I’m not one of those moms who has everything down to a science.
Often lunches around my kitchen table with my five, three, and one-year-old look like this: the children are cranky from hunger, so I rush them to the table to eat. Once I get their cups filled, dish out and cut their food, provide ketchup/butter/whatever condiment is desired, I start to take a couple of bites from my plate. About this time, requests are being made for seconds and napkins, which I try to distribute without stepping on all the food baby has thrown on the floor. I sit down to eat again, but by this time, baby is finished eating and is whining to get out of his high chair.
I look hopelessly at the food on my plate while I get him all cleaned up and hope he might play happily while I eat. But then there is the question: should I eat first or finish cleaning up the avocado bites on the floor before others track it around the house, or should I start spot-treating the ketchup on Maranatha’s shirt?
After lunch is over, the dream is that I might be able to clean up, do the dishes, and prep for the next meal without having to break up too many sibling conflicts, but that is hit or miss depending on the day.

■ **Provided material**:
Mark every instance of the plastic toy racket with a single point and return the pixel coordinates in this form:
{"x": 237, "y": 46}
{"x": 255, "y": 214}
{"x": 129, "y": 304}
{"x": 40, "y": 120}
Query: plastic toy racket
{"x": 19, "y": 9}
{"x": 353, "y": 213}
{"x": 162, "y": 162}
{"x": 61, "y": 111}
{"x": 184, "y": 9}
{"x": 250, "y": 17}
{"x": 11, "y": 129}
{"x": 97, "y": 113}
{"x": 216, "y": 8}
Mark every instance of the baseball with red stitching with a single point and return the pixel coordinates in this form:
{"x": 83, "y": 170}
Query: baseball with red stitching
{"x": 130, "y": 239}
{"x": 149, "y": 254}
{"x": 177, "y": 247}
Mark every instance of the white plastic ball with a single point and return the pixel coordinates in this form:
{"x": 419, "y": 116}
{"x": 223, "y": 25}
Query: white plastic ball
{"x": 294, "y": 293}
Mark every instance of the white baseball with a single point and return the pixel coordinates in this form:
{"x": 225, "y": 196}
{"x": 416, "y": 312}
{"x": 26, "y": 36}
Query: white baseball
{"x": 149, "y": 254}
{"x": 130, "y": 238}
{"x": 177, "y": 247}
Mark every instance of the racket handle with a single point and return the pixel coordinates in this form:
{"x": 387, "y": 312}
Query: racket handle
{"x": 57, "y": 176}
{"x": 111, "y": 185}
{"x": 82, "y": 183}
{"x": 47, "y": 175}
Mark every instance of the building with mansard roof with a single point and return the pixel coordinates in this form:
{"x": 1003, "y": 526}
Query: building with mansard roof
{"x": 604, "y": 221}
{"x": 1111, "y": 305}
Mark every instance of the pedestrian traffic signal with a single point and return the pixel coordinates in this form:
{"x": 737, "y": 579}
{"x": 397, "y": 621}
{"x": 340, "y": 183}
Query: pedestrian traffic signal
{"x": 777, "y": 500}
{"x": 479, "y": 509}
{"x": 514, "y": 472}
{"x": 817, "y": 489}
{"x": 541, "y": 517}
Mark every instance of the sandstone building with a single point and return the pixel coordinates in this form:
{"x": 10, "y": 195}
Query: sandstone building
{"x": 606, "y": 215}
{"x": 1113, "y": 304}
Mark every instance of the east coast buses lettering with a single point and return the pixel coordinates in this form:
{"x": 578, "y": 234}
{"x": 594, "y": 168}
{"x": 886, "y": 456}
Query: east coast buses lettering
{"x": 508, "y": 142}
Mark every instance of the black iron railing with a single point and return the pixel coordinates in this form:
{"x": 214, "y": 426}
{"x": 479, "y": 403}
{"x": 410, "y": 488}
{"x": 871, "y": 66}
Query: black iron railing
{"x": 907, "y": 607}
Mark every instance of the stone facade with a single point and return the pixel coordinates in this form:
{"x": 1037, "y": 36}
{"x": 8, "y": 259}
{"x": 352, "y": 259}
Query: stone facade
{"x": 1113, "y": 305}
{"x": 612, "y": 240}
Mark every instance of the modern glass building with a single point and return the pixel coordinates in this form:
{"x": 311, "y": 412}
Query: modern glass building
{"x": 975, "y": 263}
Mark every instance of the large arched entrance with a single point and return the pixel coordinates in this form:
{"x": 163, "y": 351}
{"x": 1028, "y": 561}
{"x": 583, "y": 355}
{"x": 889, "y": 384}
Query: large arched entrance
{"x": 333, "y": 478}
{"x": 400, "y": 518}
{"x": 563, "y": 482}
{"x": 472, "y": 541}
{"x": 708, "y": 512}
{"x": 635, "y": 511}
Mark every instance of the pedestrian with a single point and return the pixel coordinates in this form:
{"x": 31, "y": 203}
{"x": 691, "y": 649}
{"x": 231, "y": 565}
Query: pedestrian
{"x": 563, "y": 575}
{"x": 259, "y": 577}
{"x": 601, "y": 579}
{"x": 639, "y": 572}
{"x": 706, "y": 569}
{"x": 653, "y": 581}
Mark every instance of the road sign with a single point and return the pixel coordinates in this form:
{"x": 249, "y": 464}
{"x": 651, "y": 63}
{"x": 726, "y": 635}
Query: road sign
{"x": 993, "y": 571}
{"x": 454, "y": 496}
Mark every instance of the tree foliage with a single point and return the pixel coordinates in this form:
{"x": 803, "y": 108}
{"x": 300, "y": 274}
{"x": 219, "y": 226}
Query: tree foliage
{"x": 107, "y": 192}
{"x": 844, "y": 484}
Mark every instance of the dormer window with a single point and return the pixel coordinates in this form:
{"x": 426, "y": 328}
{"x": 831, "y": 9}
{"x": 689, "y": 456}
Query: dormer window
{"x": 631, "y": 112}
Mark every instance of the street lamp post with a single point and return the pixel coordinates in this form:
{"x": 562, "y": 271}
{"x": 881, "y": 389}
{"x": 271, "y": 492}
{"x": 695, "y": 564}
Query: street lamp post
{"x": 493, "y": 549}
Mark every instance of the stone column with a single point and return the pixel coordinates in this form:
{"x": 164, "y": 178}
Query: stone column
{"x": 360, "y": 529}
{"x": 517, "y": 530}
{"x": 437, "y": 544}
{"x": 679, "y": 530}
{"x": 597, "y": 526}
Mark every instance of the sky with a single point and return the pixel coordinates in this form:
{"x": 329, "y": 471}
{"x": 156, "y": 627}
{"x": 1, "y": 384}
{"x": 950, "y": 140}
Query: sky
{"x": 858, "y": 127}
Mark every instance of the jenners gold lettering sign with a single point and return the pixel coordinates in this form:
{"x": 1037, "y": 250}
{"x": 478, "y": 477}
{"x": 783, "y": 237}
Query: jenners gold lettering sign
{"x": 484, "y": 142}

■ **What the task asks**: In the passage about lunch at the kitchen table, whose shirt has ketchup on it that might need spot-treating?

■ **Answer area**: Maranatha's shirt.